--- What to work on ---
Your response should be the complete listing, returned exactly as written.

--- Task data ---
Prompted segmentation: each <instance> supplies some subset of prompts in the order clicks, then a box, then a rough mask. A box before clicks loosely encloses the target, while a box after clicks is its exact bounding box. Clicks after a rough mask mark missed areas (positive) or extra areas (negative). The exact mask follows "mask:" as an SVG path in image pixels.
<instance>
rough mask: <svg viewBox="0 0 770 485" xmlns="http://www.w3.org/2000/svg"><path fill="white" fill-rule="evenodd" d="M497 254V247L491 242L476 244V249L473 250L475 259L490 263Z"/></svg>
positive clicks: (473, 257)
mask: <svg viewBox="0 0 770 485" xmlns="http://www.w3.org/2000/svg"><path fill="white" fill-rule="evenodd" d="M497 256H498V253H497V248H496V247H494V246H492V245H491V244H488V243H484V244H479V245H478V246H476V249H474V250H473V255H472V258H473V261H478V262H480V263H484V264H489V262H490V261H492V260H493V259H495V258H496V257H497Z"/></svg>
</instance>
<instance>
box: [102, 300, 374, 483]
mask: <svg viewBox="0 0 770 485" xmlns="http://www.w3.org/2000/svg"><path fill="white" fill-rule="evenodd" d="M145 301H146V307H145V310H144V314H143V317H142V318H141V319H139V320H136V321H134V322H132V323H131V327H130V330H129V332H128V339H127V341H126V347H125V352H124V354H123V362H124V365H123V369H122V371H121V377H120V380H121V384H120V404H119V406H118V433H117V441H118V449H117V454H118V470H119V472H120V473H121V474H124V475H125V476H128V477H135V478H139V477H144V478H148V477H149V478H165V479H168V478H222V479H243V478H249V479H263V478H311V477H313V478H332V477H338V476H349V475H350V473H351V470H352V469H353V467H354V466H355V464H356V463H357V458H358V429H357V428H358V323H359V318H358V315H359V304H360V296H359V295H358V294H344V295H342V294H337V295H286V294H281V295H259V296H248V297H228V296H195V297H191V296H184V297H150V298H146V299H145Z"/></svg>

--- Solution to this exercise ---
Prompted segmentation: each <instance> supplies some subset of prompts in the order clicks, then a box, then a rough mask. A box before clicks loosely encloses the target, while a box after clicks is its exact bounding box. Clicks after a rough mask mark missed areas (positive) or extra areas (negative). The exact mask follows "mask:" as an SVG path in image pixels.
<instance>
rough mask: <svg viewBox="0 0 770 485" xmlns="http://www.w3.org/2000/svg"><path fill="white" fill-rule="evenodd" d="M497 254V247L491 242L476 244V249L473 250L475 259L490 263Z"/></svg>
positive clicks: (473, 257)
mask: <svg viewBox="0 0 770 485" xmlns="http://www.w3.org/2000/svg"><path fill="white" fill-rule="evenodd" d="M497 256H498V253H497V248H496V247H494V246H492V245H491V244H488V243H484V244H479V245H478V246H476V249H474V250H473V255H472V258H473V261H478V262H480V263H484V264H489V262H490V261H492V260H493V259H495V258H496V257H497Z"/></svg>
</instance>
<instance>
box: [102, 300, 374, 483]
mask: <svg viewBox="0 0 770 485" xmlns="http://www.w3.org/2000/svg"><path fill="white" fill-rule="evenodd" d="M145 301H146V307H145V310H144V314H143V317H142V318H141V319H139V320H136V321H134V322H132V323H131V327H130V330H129V332H128V339H127V341H126V347H125V352H124V354H123V362H124V365H123V369H122V371H121V377H120V380H121V384H120V404H119V406H118V433H117V441H118V449H117V454H118V470H119V472H120V473H121V474H124V475H125V476H128V477H135V478H139V477H144V478H148V477H149V478H165V479H168V478H222V479H243V478H249V479H263V478H311V477H313V478H332V477H338V476H349V475H350V473H351V470H352V469H353V467H354V466H355V464H356V463H357V458H358V429H357V428H358V323H359V318H358V315H359V304H360V296H359V295H358V294H344V295H342V294H337V295H286V294H281V295H259V296H248V297H228V296H195V297H191V296H184V297H150V298H146V299H145Z"/></svg>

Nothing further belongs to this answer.